*AIM OF THE EXERCISE*. Please collect every line in the rows below that contains the word "gravel" and copy each one in full.

═════ THE INPUT

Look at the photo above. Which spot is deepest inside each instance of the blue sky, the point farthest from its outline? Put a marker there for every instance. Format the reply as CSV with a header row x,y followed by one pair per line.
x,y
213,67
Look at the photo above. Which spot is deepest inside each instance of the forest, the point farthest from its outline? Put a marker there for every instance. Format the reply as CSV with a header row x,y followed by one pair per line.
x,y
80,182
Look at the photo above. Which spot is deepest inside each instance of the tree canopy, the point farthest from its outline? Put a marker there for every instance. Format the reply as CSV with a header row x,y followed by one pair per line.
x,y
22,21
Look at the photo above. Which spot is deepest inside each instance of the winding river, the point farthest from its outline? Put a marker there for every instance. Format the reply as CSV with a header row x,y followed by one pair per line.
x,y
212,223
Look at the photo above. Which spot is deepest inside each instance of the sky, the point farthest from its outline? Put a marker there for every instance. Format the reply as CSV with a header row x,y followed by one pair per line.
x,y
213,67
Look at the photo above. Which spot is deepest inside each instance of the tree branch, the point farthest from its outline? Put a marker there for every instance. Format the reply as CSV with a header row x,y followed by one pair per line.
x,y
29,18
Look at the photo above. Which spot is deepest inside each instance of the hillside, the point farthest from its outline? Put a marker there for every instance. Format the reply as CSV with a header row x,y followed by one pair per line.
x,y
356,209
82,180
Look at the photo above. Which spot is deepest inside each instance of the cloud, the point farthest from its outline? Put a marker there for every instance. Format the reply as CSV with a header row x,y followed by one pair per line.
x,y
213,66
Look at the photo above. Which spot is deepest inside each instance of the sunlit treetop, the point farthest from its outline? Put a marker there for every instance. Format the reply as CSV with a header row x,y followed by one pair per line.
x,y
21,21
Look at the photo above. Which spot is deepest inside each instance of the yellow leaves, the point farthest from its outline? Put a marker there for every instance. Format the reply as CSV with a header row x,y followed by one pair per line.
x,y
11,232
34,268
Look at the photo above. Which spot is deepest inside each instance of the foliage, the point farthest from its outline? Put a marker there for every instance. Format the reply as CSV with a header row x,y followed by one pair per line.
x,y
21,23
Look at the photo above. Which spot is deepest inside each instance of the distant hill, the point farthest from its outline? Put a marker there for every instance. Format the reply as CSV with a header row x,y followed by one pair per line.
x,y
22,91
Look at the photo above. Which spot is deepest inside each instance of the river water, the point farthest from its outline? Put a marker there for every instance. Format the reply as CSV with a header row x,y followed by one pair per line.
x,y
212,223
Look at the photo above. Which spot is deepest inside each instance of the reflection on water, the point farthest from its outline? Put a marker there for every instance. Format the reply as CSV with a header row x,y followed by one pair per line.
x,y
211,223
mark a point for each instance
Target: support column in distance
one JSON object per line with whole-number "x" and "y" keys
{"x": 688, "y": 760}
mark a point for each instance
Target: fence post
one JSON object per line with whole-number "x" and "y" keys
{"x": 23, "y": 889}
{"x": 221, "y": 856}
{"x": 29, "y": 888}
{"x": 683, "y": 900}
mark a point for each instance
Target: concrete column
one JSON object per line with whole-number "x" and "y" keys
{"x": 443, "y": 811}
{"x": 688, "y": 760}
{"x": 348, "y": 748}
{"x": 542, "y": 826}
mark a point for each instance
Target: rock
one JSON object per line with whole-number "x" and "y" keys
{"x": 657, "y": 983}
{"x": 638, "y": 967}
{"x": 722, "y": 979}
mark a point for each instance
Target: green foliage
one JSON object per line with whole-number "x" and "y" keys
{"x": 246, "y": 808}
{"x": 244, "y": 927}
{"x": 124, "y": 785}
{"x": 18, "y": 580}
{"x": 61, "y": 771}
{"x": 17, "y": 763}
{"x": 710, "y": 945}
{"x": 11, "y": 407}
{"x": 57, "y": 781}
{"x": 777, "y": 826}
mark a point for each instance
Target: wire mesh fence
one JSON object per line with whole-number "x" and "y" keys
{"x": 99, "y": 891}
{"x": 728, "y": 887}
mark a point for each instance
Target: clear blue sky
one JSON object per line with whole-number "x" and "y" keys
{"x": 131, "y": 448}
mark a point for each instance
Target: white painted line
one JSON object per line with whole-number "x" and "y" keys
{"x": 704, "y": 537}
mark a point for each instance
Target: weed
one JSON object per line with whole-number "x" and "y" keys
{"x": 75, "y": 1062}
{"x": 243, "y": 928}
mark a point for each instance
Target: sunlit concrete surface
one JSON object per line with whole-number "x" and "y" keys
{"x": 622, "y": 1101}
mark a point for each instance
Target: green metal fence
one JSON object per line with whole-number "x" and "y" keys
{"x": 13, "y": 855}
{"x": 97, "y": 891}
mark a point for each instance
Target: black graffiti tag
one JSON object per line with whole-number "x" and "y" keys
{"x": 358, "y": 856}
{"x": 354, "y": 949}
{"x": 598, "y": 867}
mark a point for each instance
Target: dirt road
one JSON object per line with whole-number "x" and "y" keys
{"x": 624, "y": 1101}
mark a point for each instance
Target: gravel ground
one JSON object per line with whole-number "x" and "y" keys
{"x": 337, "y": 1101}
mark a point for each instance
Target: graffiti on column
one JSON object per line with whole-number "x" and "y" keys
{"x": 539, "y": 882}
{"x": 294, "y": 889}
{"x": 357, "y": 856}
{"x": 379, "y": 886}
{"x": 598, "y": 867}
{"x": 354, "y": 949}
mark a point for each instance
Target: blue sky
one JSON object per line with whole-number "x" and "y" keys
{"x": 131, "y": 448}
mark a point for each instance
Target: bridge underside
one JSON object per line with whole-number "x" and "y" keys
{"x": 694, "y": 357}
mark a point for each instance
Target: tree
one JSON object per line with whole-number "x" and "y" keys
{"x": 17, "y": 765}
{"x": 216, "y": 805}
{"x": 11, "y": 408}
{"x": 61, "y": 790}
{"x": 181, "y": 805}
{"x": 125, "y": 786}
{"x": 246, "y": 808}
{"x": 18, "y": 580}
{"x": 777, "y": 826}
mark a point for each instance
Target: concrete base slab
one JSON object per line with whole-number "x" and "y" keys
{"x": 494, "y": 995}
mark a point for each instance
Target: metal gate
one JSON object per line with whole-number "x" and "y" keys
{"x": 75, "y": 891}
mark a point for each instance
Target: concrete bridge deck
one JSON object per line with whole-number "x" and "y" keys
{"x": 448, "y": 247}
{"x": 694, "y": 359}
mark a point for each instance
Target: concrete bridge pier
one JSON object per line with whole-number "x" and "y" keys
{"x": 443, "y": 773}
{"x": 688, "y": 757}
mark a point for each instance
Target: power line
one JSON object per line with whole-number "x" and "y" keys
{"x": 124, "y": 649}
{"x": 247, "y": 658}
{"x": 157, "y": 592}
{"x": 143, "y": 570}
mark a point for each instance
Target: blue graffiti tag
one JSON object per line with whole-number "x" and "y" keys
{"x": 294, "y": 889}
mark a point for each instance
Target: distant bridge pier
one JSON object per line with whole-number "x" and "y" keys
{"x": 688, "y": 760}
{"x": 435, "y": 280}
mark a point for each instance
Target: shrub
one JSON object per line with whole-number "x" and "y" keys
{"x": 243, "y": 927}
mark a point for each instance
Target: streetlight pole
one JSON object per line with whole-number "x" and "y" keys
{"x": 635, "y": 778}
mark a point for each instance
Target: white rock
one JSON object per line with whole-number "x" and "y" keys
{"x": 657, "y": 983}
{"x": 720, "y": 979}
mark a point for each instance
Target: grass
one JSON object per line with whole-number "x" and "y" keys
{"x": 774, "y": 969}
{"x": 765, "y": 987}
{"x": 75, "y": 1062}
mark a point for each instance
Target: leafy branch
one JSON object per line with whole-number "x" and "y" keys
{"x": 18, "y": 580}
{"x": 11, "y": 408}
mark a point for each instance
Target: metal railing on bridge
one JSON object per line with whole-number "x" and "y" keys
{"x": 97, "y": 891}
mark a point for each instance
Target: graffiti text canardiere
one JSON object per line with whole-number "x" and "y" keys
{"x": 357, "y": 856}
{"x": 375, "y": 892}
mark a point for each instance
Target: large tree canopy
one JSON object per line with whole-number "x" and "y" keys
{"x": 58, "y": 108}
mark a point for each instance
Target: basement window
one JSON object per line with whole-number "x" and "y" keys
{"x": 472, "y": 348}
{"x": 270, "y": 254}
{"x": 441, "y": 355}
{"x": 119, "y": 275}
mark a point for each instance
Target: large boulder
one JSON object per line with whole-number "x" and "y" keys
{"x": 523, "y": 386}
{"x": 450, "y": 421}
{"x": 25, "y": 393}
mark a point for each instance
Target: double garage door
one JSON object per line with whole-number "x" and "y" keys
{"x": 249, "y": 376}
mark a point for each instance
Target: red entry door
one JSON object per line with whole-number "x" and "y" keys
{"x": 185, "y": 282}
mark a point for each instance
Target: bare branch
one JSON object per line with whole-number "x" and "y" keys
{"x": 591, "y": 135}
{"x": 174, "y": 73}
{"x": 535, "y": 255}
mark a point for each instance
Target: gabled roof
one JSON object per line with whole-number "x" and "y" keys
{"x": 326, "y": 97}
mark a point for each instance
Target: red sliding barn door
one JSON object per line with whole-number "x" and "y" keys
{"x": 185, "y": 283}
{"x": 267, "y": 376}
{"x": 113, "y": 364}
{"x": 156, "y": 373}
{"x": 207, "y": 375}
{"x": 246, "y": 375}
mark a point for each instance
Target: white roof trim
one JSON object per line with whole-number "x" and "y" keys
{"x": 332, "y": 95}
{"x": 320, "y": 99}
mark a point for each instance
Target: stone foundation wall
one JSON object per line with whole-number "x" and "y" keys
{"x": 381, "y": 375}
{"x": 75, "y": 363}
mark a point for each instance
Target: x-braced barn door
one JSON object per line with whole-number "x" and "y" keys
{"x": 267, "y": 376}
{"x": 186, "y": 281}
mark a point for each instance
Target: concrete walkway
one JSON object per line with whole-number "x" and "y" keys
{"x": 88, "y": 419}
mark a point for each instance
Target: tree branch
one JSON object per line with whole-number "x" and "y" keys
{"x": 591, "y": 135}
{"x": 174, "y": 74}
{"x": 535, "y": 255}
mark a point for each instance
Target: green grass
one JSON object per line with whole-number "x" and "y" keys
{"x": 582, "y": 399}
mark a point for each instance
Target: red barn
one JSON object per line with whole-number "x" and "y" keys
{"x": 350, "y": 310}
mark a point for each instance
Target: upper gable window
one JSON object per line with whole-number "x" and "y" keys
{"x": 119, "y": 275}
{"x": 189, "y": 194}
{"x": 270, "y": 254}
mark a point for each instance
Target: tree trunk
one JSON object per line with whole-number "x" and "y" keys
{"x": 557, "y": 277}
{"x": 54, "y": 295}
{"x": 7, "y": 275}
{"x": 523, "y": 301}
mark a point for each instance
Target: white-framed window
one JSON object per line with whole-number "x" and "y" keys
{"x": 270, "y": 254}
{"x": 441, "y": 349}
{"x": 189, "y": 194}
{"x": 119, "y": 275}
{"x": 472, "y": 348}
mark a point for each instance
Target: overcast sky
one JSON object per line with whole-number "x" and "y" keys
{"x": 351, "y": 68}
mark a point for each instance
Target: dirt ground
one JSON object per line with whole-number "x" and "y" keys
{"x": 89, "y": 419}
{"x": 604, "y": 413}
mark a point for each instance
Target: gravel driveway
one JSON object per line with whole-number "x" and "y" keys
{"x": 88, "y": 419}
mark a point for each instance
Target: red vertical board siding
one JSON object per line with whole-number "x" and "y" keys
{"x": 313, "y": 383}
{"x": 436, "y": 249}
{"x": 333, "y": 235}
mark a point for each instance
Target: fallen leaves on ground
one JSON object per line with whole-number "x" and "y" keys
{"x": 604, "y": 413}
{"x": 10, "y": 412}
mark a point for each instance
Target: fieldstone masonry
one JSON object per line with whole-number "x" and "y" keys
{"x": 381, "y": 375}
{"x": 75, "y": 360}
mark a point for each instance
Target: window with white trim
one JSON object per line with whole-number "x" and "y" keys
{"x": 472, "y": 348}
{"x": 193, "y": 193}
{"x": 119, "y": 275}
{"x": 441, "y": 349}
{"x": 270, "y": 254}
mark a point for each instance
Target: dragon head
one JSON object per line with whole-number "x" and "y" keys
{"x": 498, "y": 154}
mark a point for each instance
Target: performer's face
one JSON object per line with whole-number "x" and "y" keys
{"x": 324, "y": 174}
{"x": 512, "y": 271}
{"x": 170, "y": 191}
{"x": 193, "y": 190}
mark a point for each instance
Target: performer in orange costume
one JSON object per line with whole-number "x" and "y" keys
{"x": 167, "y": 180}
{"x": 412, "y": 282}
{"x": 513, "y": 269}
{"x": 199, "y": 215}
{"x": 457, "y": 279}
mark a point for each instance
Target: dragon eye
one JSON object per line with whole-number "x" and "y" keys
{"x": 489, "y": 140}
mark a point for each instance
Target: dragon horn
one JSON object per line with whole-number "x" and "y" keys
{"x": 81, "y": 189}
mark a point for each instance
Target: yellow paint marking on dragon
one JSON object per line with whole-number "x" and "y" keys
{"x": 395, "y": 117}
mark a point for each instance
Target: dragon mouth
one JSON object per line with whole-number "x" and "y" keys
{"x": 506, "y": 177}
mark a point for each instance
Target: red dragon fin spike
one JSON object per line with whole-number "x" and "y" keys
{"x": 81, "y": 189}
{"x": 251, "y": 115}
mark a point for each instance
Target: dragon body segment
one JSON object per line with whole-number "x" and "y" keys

══════════

*THE RESULT*.
Target: gravel ground
Target: gravel driveway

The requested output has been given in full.